WRITTEN EXERCISE A: Select every line of the listing below that contains the string "Target", matching case exactly, and copy each one.

TEXT PASSAGE:
....................
# A Well Conditioned Estimator of Large Covariance Matrices

In [2]:
import matplotlib.pyplot as plt
import numpy as np

from covShrinkage.linear import IdentityShrinkage, LinearShrinkage

In [3]:
n_vals = np.array([200, 160, 100, 80, 50, 40, 32, 25, 20, 16, 10, 8, 5, 4])
p_vals = np.array([4, 5, 8, 10, 16, 20, 25, 32, 40, 50, 80, 100, 160, 200])

In [4]:
def create_covariance(p: int) -> np.ndarray:
    """Create a covariance matrix with decaying eigenvalues."""
    lambdas = np.random.lognormal(mean=1, sigma=0.5, size=p)
    return np.diag(lambdas)

def create_data(n: int, p: int, sigma: np.ndarray) -> np.ndarray:
    """Create data from a multivariate normal distribution with given covariance."""
    return np.random.multivariate_normal(mean=np.zeros(p), cov=sigma, size=n)

In [5]:
np.random.seed(42)

n, p = 200, 4

trials = np.zeros((2000, 1))

for t in range(2000):
    sigma = create_covariance(p)
    X = create_data(n, p, sigma)

    sample_cov = X.T @ X / n

    # s_star = IdentityShrinkage(assume_centered=True).fit(X).covariance
    s_star = LinearShrinkage(assume_centered=True, rho=0.5, target=np.eye(p)).fit(X).covariance

    trials[t] = (np.linalg.norm(sigma - sample_cov, 'fro')**2 - np.linalg.norm(sigma - s_star, 'fro')**2) / np.linalg.norm(sigma - sample_cov, 'fro')**2

In [6]:
np.mean(trials), np.std(trials)

(np.float64(-7.126337507673902), np.float64(6.6747971067094385))

In [7]:
import numpy as np


def cov1para(Y, k=None):
    """
    Ledoit-Wolf linear shrinkage estimator for covariance matrix.
    
    Shrinks towards one-parameter matrix:
        - all variances of the target are the same
        - all covariances of the target are zero
    
    Parameters
    ----------
    Y : ndarray of shape (N, p)
....................
WRITTEN EXERCISE B: In the covariance estimator notebook, what value of rho is passed to LinearShrinkage?

[Image point annotation entries]
....................
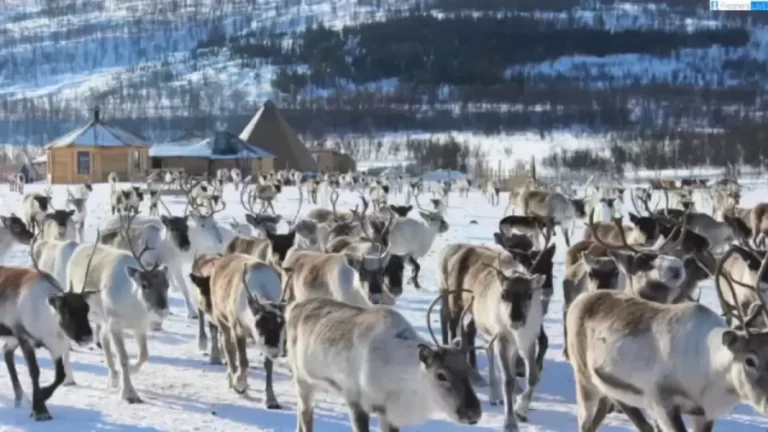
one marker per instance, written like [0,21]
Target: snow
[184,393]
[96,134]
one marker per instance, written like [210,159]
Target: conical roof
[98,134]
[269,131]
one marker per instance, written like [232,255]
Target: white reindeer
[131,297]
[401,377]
....................
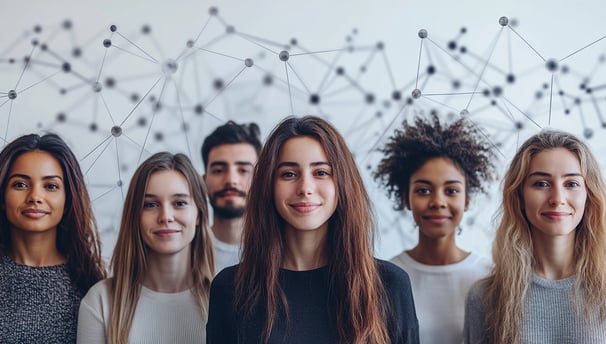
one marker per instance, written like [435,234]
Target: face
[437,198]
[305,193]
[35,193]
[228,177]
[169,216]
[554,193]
....................
TASK RESPONSE A:
Target: snow
Target: conical roof
Target: white reindeer
Target: face

TASK RESPONSE B: 0.5